Directions>
1. According to the passage on Colorado's marketplace facilitator rules, on what date did Colorado's marketplace facilitator legislation take effect?
2. Using the passage on Colorado's marketplace facilitator rules, explain why some home rule cities required marketplace facilitators to collect city tax only after those cities enacted their own local ordinances.
3. List every statement the passage on Colorado's marketplace facilitator rules makes about home rule cities.

Passage to read>
[start]

Marketplace facilitator rules
Colorado enacted marketplace facilitator legislation effective October 1, 2019. Qualifying marketplace facilitators collect and remit Colorado state sales tax on marketplace-facilitated sales.
Home rule municipalities and marketplace collection: Home rule cities in Colorado may have their own rules about marketplace collection. Some home rule cities required marketplace facilitators to collect city tax only after enacting their own local ordinances: the state law does not automatically apply to home rule city taxes.
Remote sellers with no Colorado physical nexus whose only Colorado sales are through marketplace facilitators may not need to register with the state. However, home rule city rules may differ.

[end]

Recorded information>

[start]

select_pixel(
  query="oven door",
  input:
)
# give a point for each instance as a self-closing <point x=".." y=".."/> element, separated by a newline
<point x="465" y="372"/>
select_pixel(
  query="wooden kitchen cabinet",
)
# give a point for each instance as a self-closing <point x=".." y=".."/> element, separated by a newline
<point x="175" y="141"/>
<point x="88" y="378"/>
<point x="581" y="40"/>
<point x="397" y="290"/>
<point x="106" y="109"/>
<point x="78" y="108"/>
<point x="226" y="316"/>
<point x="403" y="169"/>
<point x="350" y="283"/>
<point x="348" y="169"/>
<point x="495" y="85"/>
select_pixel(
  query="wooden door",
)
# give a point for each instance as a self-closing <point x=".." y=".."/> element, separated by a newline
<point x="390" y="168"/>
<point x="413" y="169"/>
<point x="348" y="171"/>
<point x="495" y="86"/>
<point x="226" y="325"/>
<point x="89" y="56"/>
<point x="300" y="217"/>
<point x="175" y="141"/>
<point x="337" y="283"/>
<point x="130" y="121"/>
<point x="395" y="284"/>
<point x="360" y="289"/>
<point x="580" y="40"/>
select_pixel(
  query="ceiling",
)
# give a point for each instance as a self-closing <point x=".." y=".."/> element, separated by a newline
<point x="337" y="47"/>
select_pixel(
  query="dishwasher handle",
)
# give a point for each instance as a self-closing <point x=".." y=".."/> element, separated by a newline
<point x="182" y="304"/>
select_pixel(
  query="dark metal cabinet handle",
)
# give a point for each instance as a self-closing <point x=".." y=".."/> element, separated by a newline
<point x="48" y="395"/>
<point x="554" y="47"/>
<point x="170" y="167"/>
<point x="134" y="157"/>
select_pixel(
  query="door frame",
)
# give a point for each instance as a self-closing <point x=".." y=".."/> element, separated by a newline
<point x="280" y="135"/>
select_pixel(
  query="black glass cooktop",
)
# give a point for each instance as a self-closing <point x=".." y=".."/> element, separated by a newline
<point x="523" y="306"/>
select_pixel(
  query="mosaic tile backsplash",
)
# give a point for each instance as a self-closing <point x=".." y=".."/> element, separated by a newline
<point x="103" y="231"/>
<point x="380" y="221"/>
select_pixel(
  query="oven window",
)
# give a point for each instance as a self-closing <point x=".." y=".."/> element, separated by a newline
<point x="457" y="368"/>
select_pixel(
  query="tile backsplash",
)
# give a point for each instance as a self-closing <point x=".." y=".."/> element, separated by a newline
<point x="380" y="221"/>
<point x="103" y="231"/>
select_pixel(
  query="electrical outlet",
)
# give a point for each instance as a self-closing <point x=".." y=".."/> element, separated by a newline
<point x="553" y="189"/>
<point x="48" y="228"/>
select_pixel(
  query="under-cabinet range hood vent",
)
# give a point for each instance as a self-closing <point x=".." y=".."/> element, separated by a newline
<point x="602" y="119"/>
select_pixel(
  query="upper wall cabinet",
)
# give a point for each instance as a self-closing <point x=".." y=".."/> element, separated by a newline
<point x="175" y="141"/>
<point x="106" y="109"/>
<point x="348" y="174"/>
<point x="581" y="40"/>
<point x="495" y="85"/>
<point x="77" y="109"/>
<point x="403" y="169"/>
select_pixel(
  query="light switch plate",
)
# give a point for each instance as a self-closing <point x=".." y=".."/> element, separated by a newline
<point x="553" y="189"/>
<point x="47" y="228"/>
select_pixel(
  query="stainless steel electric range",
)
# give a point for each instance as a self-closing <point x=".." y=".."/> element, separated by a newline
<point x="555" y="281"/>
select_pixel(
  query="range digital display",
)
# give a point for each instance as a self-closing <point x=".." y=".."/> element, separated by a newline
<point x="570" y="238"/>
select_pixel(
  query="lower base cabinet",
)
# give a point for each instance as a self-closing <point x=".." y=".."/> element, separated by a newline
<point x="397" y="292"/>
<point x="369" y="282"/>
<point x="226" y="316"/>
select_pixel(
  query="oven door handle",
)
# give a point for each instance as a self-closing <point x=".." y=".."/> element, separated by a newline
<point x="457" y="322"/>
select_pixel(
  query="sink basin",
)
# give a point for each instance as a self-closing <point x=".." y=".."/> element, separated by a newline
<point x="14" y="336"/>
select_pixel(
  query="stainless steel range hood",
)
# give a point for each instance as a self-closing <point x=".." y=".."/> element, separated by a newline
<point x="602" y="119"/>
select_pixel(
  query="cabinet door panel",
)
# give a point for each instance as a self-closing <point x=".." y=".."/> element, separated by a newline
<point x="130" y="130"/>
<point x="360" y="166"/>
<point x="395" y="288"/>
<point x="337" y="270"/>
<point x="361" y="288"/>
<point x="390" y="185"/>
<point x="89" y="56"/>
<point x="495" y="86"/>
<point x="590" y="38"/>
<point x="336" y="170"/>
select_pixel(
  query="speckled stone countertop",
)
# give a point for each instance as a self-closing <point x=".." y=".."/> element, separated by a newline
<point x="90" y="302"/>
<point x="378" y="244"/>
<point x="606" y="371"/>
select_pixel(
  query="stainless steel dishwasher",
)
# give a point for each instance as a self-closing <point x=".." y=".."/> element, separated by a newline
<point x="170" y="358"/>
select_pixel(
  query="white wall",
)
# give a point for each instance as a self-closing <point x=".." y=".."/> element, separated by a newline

[end]

Exercise answers>
1. October 1, 2019.

2. The state marketplace facilitator law does not automatically apply to home rule city taxes. A home rule city therefore had to pass its own ordinance before facilitators were required to collect its tax.

3.
- Home rule cities in Colorado may have their own rules about marketplace collection.
- Some home rule cities required marketplace facilitators to collect city tax only after enacting their own local ordinances.
- The state law does not automatically apply to home rule city taxes.
- Home rule city rules may differ for remote sellers whose only Colorado sales are through marketplace facilitators.